* [Exercise directions]
Answer these questions from the passage about the glass building in Harvard Square:
(a) At what street address does the building stand?
(b) In which publication did the writer find the article about the building's history?
(c) Which two other projects is Ben Thompson known for creating?

* [Provided passage]
━━━━━━
Last fall when we visited family in Cambridge, we happened upon an intriguing building at 48 Brattle Street in Harvard Square with five floors of floor to ceiling glass that appeared to be a store filled with eye popping Scandinavian design in the form of textiles, furniture and tabletop items. There was no entrance or any other info available besides some signs about it being an installation. Like so many other designers, I have always had an ongoing fascination with Scandinavian design, so when an article popped up recently in the NY times Style magazine, it was exciting to finally discover the history of this landmark building and its creator, Ben Thompson.

Ben Thompson shown in the D|R store in Cambridge, Mass. Photo by Design Research, Inc. Thompson is also known for his creation of Faneuil Hall Marketplace, and South Street Seaport.
━━━━━━
* [Given information]

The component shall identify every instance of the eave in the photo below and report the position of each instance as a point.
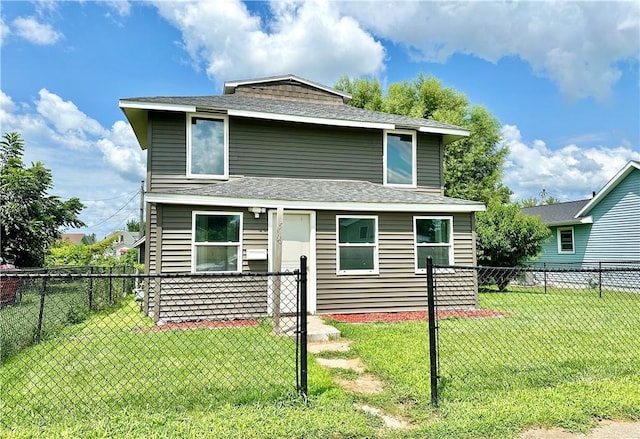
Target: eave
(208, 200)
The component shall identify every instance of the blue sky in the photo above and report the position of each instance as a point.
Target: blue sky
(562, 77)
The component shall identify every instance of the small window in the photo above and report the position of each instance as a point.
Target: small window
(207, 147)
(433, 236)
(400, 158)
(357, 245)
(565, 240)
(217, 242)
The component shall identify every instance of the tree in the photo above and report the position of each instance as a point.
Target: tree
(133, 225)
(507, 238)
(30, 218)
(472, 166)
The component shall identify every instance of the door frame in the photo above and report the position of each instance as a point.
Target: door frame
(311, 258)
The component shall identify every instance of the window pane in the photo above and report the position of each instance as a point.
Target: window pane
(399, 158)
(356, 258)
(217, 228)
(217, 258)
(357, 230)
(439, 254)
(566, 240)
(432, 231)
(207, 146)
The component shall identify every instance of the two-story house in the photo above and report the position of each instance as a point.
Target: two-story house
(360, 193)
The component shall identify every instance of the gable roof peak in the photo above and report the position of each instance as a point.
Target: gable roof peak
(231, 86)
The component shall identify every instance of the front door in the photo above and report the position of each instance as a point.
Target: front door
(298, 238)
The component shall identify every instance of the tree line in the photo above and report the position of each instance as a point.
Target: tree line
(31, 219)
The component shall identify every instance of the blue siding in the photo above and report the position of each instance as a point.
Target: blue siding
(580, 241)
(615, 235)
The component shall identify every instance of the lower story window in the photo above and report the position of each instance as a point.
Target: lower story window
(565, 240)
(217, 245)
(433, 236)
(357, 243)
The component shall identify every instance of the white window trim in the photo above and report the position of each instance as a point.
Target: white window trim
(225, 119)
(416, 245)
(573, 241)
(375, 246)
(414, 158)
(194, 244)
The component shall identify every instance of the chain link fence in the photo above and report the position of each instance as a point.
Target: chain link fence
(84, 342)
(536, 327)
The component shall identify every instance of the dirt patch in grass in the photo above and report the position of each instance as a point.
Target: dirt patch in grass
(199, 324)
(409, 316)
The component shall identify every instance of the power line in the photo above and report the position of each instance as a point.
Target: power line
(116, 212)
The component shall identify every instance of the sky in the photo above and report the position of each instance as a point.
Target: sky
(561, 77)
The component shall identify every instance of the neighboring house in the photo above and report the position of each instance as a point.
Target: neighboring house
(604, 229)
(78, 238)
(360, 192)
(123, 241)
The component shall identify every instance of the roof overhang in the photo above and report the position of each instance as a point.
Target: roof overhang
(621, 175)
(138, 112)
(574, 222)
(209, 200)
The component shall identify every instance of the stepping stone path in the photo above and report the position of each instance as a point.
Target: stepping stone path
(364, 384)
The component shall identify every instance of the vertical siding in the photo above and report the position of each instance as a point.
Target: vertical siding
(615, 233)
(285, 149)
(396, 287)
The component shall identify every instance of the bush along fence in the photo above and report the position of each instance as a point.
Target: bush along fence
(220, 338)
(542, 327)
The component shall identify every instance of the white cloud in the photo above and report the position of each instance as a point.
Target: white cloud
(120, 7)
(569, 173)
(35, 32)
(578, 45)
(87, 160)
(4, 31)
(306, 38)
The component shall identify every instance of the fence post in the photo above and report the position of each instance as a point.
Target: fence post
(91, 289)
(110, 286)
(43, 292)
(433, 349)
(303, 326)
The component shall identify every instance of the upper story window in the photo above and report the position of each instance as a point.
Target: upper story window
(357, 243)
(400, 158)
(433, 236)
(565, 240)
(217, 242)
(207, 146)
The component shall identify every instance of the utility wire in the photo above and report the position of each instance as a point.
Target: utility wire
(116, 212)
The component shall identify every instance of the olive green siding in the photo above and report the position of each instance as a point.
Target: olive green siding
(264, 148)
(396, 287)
━━━━━━
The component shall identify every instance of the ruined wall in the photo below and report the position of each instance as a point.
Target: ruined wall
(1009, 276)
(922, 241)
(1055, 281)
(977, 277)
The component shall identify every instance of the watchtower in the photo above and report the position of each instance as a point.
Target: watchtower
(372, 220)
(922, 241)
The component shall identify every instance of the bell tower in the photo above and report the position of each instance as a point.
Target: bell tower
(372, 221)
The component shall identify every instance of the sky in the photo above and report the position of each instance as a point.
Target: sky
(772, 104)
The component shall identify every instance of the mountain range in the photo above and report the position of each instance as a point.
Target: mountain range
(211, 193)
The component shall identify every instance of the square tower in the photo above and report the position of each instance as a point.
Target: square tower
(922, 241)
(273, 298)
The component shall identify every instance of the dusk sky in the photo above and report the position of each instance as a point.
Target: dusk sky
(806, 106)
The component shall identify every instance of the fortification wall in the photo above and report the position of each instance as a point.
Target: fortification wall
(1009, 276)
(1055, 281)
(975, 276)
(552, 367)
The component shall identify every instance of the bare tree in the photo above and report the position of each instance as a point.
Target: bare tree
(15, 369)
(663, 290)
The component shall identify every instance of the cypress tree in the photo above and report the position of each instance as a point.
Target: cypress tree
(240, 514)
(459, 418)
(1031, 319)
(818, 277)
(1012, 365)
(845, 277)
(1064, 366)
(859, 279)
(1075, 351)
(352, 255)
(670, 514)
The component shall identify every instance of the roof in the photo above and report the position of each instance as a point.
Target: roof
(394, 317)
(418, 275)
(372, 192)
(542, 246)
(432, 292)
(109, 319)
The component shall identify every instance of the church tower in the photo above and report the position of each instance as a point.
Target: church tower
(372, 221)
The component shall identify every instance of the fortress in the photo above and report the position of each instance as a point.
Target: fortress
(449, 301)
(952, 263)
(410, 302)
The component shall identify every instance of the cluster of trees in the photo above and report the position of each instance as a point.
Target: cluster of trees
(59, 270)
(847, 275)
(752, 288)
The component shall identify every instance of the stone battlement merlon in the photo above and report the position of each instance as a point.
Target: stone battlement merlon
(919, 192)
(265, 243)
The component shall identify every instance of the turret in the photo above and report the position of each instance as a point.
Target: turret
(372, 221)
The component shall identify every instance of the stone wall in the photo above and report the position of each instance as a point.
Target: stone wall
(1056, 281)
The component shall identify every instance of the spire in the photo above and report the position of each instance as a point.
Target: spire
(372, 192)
━━━━━━
* [The output]
(a) 48 Brattle Street in Harvard Square.
(b) The NY times Style magazine.
(c) Faneuil Hall Marketplace and South Street Seaport.